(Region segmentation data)
<<<<

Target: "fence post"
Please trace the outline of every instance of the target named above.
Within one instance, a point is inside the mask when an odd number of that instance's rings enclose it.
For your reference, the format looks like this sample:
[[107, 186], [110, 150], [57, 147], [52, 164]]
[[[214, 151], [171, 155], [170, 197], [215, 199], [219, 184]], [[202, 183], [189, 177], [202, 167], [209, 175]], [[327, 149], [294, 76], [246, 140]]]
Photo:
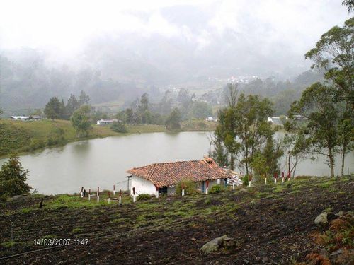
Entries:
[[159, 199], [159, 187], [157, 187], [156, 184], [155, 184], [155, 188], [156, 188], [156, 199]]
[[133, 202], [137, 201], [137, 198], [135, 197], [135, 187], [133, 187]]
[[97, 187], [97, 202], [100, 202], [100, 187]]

>>>>

OBJECTIVE: Copy the data above line for line, with every character unchanged, and omit the pictures from your copy.

COMPLETE OUTPUT:
Target: "fence post"
Please trace the outline of every instance of the target named above.
Within one instance, a point is inside the mask when an odd number of that instance's rings enclose it.
For your reference, the format looks like this sample:
[[107, 186], [110, 150], [57, 147], [52, 164]]
[[[214, 151], [171, 155], [170, 197], [215, 199], [219, 184]], [[202, 183], [189, 177], [202, 167], [209, 175]], [[327, 149], [294, 76], [246, 140]]]
Photo:
Entries:
[[159, 199], [159, 187], [157, 187], [156, 184], [155, 184], [155, 188], [156, 188], [156, 199]]
[[133, 202], [137, 201], [137, 198], [135, 197], [135, 187], [133, 187]]
[[97, 187], [97, 202], [100, 202], [100, 187]]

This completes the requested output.